■ Task to complete ■
Retype each of the lines below exactly, leaving out the pictures.

■ Data lines ■
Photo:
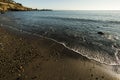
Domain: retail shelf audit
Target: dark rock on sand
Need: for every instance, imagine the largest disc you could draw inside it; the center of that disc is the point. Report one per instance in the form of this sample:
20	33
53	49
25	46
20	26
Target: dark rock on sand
100	33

■ Correct result ■
Photo:
Domain: retail shelf audit
Target: dark rock on sand
Need: for every instance, imagine the largest disc you could draw inside it; the center of that disc is the point. Report one per instance in the form of this sample:
20	33
53	49
25	46
20	26
Target: dark rock on sand
100	33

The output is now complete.